▶ [Text passage]:
---+---

As I note earlier in the chapter, a confidentiality agreement is a serious and real legal document, and a Buyer who signs a CA should take every precaution to speak only with those who need to know about the business and are covered by the CA. The following sections give you some guidelines on who you can talk to and how to discuss sensitive information without letting the whole county know.

Involving employees and advisors

Generally, a confidentiality agreement allows the signers to speak with employees and advisors about the transaction. The CA specifically delineates these people by job title or function (not by name).

In the CA, relevant employees are usually designated with a line such as

“Employees who have a legitimate need to know in order to evaluate a possible transaction are permitted to review materials.”

The language for advisors typically goes something like the following:

“Independent accountants, investment bankers, or other professionals (collectively, ‘Buyer's Advisors') may be retained for the sole purpose of assisting Buyer in determining the feasibility of entering into a transaction.”

---+---

▶ [Recorded information]:
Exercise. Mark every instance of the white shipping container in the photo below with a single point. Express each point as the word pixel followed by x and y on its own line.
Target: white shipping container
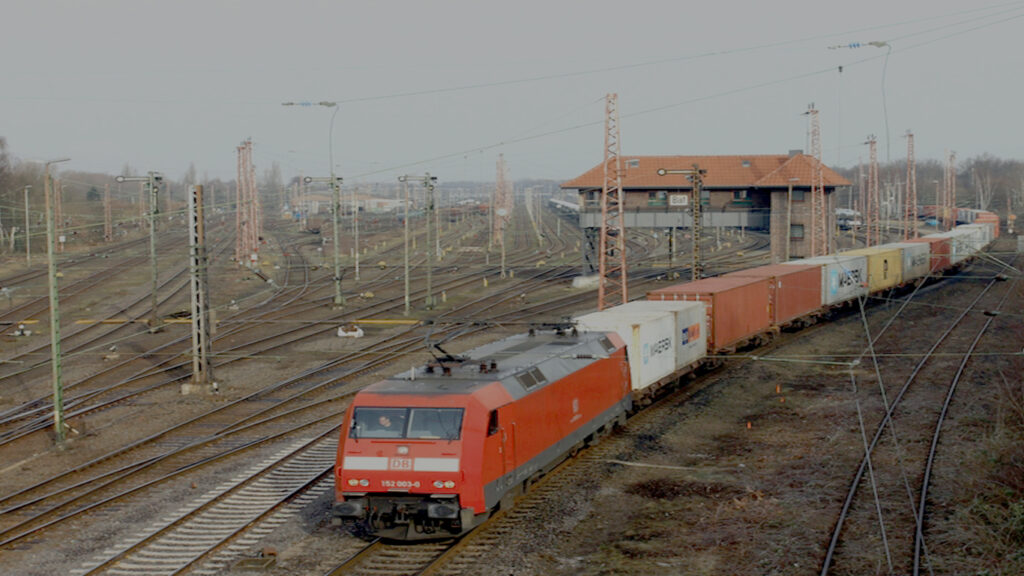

---+---

▶ [Exercise]: Copy out the confidentiality agreement passage word for word, from start to finish.

▶ [Output for this exercise]:
As I note earlier in the chapter, a confidentiality agreement is a serious and real legal document, and a Buyer who signs a CA should take every precaution to speak only with those who need to know about the business and are covered by the CA. The following sections give you some guidelines on who you can talk to and how to discuss sensitive information without letting the whole county know.

Involving employees and advisors

Generally, a confidentiality agreement allows the signers to speak with employees and advisors about the transaction. The CA specifically delineates these people by job title or function (not by name).

In the CA, relevant employees are usually designated with a line such as

“Employees who have a legitimate need to know in order to evaluate a possible transaction are permitted to review materials.”

The language for advisors typically goes something like the following:

“Independent accountants, investment bankers, or other professionals (collectively, ‘Buyer's Advisors') may be retained for the sole purpose of assisting Buyer in determining the feasibility of entering into a transaction.”